● **Working data**
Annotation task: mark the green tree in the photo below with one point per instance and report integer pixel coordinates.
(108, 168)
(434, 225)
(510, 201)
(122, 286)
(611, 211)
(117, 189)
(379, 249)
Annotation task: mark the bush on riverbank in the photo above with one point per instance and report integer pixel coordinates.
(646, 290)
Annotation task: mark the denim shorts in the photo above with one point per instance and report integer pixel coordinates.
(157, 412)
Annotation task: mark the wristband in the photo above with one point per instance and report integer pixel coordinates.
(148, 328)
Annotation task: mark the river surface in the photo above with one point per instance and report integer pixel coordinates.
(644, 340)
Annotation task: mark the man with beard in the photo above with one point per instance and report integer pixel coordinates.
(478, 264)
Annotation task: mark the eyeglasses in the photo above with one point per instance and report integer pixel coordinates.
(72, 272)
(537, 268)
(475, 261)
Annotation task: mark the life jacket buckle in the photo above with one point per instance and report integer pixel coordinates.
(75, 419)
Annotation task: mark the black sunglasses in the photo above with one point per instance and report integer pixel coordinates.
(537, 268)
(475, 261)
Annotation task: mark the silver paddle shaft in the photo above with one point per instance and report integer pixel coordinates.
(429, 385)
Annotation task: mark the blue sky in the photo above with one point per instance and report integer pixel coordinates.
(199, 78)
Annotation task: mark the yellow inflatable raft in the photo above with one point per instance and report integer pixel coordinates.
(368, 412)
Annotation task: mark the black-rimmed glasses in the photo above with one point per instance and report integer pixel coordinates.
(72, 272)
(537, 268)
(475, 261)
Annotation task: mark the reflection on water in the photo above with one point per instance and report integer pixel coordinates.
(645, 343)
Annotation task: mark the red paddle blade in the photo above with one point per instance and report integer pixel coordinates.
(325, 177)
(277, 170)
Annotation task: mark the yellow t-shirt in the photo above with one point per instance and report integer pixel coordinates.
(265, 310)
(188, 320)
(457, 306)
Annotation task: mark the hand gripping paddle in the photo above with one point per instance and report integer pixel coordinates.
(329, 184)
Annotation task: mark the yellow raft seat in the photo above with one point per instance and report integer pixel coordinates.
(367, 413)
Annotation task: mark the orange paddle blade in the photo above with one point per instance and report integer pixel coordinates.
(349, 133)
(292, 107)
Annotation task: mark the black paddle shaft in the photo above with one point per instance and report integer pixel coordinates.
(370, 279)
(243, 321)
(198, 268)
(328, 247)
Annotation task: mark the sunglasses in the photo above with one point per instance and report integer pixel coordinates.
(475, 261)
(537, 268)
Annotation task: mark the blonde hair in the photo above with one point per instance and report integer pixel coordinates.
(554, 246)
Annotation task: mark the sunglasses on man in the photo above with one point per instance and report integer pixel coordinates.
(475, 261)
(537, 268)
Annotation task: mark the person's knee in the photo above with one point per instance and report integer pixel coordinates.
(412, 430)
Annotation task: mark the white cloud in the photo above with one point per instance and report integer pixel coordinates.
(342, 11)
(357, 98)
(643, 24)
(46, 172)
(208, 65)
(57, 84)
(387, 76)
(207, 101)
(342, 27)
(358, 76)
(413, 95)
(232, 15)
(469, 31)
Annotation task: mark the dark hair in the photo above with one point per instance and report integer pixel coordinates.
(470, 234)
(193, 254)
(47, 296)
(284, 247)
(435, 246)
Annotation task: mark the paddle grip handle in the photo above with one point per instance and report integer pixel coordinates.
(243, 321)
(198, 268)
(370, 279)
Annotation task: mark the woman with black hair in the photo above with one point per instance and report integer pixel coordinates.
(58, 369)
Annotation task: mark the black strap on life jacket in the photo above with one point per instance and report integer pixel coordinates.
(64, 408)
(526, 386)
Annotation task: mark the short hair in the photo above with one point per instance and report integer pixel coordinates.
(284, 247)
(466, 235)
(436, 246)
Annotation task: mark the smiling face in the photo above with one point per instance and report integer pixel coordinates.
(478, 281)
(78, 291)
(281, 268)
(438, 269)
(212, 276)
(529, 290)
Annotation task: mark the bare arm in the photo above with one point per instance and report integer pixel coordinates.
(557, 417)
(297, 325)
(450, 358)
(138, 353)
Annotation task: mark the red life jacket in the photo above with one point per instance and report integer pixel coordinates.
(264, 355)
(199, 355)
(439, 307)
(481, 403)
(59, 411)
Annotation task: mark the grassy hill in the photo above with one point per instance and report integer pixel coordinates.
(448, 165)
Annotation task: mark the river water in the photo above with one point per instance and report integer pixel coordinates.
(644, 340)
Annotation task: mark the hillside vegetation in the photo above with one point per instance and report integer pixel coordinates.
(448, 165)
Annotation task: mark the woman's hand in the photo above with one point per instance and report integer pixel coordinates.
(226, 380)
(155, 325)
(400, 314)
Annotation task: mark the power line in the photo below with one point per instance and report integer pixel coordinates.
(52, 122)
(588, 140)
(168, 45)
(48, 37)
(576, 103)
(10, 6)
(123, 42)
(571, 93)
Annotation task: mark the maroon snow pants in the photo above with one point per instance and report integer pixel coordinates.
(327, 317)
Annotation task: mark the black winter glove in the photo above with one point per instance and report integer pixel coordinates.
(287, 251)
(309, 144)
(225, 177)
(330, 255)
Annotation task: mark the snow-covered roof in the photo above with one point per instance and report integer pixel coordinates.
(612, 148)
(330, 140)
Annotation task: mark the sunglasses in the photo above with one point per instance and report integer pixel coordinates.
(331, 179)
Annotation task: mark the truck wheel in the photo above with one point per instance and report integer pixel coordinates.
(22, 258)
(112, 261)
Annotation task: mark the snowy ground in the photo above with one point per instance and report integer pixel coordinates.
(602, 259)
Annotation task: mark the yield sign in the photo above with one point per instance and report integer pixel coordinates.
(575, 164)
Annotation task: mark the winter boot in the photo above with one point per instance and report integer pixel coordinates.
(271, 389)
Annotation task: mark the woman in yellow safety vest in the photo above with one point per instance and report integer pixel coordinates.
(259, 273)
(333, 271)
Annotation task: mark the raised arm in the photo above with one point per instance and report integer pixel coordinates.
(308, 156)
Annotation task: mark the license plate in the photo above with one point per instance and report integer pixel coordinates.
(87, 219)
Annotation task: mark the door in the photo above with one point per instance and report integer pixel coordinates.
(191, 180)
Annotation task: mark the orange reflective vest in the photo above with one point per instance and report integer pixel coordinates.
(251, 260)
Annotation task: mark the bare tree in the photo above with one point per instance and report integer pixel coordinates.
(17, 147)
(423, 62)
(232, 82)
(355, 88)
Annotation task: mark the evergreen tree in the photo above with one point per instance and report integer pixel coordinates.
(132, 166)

● **Problem details**
Exactly and only the lines from the one containing "Annotation task: mark the truck" through the end of the material are to be reproduced, both ends included.

● **Reply**
Annotation task: mark the truck wheel in the photo above with one point per instance and report integer pixel coordinates.
(22, 258)
(112, 261)
Annotation task: mark the snowy ground in the photo above with one point per instance and report integer pixel coordinates.
(602, 259)
Annotation task: mark the yield sign in the photo above with one point per instance and report integer pixel coordinates.
(575, 164)
Annotation task: mark the winter boot in the photo above with one point per instance and report integer pixel coordinates.
(271, 389)
Annotation task: mark the woman in yellow safety vest in the photo above with one point per instance and report integer pixel coordinates.
(259, 273)
(333, 271)
Annotation task: mark the raised arm in the photo above with one point per instance and report integer pixel coordinates.
(308, 156)
Annotation task: mark the license plate in the photo above with one point per instance and report integer pixel coordinates.
(87, 219)
Annotation task: mark the door in the photo above with one point per instance and report integer pixel coordinates.
(191, 180)
Annotation task: mark the orange reflective vest in the photo above with one point per instance and report integer pixel coordinates.
(251, 260)
Annotation task: mark the bare tree in the photo above with one point per instance and report integer pixel coordinates.
(17, 147)
(423, 62)
(232, 82)
(355, 88)
Annotation task: mark the evergreen tree in the photo above with one point per instance and report integer pixel coordinates.
(132, 166)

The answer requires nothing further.